▶ _WORK TASK_
Wherever the line with "locate: pale wing" sits in the listing below, transcribe from it up to and including the line with "locate: butterfly forewing", exactly, and leave the remaining lines out.

Start of SOURCE MATERIAL

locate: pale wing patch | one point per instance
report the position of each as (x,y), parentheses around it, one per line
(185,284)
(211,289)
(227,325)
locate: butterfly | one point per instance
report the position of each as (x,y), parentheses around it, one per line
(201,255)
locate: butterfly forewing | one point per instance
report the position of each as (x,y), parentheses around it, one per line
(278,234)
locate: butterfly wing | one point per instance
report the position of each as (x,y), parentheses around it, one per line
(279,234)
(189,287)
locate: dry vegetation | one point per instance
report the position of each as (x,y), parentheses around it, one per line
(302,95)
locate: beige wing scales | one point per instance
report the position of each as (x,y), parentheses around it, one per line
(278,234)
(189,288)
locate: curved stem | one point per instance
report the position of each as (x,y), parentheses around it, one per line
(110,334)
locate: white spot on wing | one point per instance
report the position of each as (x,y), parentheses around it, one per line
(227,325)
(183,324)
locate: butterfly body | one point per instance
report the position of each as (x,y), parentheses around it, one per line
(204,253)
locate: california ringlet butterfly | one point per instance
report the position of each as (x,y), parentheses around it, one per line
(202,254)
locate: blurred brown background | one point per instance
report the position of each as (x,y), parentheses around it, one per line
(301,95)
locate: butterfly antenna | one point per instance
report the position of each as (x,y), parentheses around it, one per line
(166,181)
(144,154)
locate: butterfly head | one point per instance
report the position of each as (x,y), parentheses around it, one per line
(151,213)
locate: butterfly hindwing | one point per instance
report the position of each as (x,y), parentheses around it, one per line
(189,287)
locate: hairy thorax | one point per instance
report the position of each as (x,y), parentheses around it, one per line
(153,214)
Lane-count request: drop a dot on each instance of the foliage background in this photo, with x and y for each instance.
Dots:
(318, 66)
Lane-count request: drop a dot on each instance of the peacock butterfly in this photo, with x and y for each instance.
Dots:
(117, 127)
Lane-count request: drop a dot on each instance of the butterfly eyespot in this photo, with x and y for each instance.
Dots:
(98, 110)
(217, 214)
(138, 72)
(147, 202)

End of SOURCE MATERIAL
Start of SOURCE MATERIAL

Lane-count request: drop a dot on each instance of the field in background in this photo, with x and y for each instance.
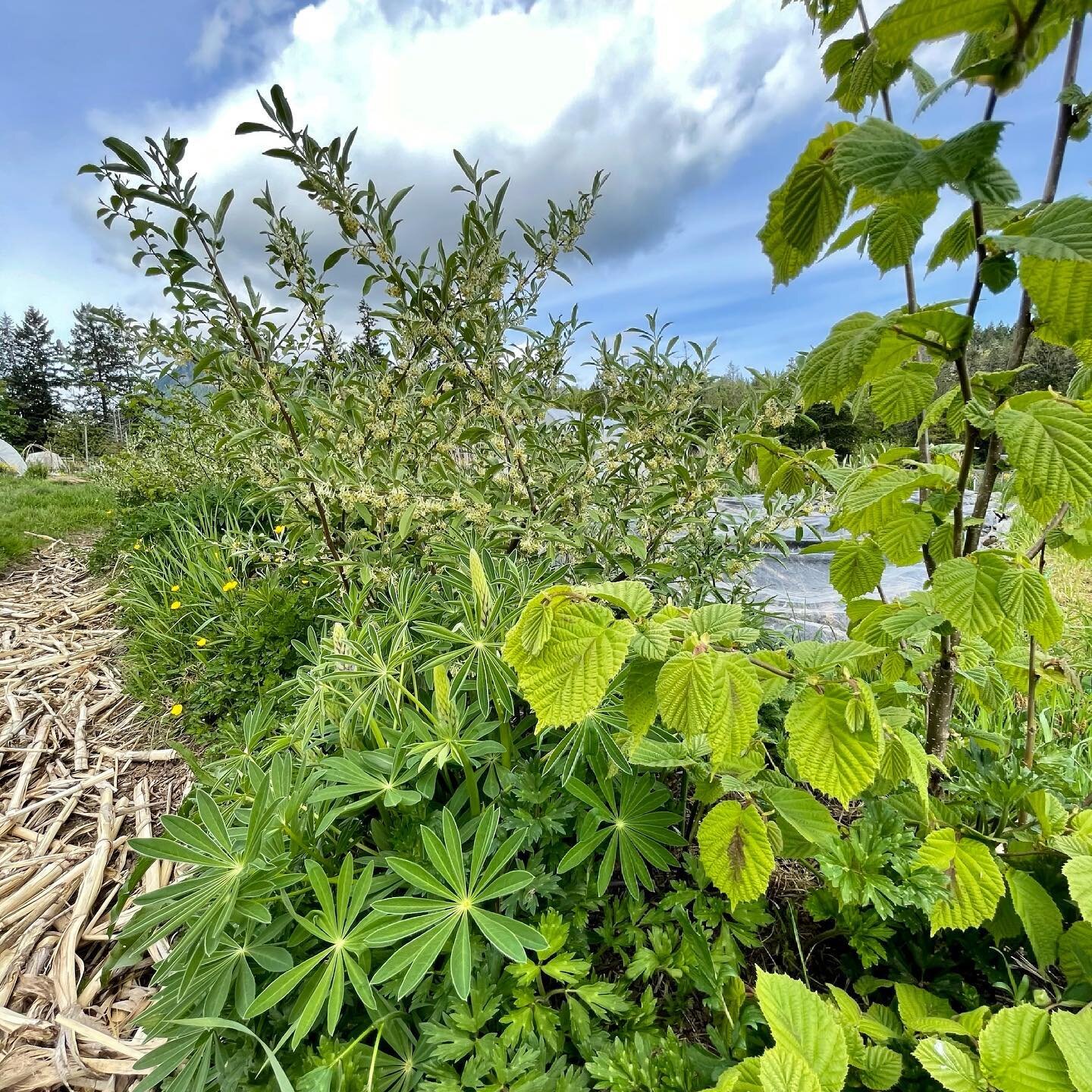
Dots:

End of SOURCE MATERIAL
Start of SOURCE MATERIAL

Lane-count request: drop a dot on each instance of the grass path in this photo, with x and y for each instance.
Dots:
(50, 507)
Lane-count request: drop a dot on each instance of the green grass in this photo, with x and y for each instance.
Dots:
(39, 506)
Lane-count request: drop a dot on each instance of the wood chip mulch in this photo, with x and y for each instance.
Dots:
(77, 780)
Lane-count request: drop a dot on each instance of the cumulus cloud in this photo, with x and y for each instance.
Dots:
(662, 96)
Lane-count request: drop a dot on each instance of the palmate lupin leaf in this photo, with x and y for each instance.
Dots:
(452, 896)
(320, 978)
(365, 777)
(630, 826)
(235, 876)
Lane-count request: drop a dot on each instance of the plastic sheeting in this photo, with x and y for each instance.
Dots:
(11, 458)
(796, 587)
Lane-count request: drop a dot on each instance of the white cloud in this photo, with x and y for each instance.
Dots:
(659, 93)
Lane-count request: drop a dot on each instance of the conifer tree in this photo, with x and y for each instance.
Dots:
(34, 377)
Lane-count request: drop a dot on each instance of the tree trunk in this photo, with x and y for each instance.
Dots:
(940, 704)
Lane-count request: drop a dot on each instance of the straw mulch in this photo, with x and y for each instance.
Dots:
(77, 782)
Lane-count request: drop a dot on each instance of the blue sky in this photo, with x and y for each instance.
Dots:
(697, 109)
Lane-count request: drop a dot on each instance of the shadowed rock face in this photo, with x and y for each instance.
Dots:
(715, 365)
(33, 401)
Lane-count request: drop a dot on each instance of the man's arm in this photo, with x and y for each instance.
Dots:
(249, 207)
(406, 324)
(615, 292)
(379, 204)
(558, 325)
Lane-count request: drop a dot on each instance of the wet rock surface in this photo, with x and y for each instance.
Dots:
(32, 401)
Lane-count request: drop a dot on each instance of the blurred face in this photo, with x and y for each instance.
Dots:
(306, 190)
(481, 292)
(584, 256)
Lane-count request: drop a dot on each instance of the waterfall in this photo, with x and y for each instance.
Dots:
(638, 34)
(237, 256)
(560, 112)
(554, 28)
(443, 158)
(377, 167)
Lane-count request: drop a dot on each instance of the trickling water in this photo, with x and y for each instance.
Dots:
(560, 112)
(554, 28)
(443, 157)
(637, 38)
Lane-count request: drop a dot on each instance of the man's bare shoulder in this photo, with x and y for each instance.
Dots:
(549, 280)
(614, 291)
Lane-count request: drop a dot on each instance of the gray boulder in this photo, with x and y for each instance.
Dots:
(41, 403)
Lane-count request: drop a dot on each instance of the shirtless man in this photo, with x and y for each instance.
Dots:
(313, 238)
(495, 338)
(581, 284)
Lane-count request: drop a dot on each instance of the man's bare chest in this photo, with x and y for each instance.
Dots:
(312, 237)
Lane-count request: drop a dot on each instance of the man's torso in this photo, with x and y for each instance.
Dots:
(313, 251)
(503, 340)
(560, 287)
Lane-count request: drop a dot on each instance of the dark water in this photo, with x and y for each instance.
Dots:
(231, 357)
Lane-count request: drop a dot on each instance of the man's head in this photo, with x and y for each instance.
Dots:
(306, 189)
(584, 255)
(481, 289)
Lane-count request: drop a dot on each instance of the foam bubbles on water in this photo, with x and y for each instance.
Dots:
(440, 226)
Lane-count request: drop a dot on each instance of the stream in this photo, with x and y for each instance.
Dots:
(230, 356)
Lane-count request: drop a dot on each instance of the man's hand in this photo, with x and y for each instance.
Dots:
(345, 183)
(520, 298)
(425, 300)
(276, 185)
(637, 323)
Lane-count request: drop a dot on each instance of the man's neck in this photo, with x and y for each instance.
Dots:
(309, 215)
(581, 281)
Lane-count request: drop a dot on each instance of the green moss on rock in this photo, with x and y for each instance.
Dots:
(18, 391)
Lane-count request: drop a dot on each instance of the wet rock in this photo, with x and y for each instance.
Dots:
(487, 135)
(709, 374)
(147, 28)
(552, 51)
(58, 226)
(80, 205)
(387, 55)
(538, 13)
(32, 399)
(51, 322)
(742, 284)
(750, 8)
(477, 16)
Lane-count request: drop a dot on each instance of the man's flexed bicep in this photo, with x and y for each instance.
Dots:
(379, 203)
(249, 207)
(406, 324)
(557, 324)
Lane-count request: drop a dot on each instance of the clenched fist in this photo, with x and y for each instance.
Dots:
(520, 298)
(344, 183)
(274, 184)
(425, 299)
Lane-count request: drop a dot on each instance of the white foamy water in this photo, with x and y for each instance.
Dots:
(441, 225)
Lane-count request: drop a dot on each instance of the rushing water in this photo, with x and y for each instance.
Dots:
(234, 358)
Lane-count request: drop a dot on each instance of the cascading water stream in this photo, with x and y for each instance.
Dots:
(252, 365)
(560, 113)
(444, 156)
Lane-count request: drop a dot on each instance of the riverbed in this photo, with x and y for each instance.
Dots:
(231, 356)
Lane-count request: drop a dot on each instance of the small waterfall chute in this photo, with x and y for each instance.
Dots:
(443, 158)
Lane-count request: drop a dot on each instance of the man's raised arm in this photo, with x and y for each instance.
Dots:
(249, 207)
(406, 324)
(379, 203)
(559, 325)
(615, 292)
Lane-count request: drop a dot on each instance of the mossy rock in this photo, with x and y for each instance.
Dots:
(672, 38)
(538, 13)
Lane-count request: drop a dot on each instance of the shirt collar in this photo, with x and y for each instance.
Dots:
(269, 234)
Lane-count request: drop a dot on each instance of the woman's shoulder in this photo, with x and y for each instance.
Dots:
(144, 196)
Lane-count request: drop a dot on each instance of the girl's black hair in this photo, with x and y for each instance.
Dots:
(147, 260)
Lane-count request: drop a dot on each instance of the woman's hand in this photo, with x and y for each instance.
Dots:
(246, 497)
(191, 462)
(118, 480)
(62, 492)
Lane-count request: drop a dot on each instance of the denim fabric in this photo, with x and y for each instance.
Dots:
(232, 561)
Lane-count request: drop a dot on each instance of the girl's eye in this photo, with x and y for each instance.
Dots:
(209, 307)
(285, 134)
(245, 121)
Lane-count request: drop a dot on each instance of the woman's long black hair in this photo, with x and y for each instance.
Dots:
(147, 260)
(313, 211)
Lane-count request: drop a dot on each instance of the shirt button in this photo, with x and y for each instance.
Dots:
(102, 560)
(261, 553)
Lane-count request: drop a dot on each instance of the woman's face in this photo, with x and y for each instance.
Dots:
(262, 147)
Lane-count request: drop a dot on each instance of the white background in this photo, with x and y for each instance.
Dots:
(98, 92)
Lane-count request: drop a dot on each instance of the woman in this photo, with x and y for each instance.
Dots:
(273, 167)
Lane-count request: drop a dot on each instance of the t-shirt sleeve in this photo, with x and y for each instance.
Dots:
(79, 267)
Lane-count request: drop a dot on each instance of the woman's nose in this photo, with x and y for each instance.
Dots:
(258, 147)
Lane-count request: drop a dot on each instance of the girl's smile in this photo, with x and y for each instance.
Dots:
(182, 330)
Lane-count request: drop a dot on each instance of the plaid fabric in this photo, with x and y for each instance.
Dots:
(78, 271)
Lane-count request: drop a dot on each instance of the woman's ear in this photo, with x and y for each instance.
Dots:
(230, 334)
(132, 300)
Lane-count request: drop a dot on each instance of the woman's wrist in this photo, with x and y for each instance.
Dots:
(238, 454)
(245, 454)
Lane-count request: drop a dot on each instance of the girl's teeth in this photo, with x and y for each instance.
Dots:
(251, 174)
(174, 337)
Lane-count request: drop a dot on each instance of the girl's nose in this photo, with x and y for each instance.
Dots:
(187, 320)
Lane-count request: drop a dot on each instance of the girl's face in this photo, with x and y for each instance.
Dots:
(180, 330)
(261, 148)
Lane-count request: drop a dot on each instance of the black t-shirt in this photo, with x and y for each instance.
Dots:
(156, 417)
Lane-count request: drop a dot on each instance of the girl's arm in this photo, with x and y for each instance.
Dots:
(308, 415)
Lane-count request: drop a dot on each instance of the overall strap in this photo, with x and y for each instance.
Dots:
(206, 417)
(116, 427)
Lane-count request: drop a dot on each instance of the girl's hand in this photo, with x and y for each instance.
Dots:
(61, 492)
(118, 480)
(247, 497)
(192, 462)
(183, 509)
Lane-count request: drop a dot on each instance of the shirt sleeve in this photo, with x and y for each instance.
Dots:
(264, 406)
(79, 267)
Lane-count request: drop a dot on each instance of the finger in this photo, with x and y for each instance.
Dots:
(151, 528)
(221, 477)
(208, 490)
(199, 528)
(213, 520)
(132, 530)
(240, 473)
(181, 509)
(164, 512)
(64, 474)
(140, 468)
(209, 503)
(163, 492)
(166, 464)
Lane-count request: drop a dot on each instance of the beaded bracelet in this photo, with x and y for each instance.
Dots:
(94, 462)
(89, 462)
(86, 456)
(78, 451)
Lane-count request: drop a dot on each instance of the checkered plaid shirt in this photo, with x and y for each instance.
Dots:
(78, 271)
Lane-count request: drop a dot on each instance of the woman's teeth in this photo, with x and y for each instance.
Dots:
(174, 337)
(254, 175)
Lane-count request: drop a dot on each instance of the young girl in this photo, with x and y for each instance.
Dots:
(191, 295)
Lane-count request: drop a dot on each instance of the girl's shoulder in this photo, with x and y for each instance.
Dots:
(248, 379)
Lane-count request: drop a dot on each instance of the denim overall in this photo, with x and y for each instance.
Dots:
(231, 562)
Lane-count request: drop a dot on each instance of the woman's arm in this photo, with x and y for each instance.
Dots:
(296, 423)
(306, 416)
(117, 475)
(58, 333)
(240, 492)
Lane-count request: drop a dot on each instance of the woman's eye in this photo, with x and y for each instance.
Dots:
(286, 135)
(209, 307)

End of SOURCE MATERIAL

▶ _SOLUTION FOR THIS EXERCISE_
locate: pale wing patch | one point per instance
report the position of each as (x,y), parentheses around it, one per line
(185,284)
(211,289)
(227,325)
locate: butterfly | one point per instance
report the position of each as (x,y), parentheses around it, one per line
(201,255)
locate: butterfly forewing | one point per instance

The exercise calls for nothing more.